• _WHAT TO PRODUCE_:
Look below and pull out each line with the word "green".

+ + + + + + +

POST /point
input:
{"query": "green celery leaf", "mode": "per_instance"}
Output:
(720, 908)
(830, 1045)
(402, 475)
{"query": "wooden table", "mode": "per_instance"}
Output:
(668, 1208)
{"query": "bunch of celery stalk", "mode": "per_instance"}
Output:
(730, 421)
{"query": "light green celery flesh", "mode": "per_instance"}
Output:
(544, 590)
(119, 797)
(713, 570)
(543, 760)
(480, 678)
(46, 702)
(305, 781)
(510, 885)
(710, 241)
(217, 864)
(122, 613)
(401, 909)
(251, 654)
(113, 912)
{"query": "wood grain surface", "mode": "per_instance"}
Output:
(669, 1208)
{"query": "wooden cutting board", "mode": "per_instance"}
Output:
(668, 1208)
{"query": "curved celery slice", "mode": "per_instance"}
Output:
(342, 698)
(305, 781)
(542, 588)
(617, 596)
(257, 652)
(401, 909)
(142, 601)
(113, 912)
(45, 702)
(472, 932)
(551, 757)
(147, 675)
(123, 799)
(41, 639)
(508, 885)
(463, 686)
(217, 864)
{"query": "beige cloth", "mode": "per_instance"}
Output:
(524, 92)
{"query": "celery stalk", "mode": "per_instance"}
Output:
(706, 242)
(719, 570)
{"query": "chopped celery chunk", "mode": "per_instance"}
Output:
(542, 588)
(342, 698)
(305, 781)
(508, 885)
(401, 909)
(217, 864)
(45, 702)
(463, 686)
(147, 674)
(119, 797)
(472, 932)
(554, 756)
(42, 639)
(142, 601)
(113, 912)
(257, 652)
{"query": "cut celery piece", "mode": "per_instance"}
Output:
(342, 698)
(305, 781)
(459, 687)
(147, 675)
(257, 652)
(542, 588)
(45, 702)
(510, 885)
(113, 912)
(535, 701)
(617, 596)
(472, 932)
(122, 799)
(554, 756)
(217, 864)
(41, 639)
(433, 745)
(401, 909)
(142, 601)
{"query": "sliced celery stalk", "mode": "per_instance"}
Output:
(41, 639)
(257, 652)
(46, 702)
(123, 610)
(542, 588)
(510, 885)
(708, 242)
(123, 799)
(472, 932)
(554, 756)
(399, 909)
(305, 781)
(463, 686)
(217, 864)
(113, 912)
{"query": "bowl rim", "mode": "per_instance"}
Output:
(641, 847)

+ + + + + + +

• _RESULT_:
{"query": "green celery leaf", "mode": "per_instance"}
{"query": "light green celery flesh", "mode": "per_instance"}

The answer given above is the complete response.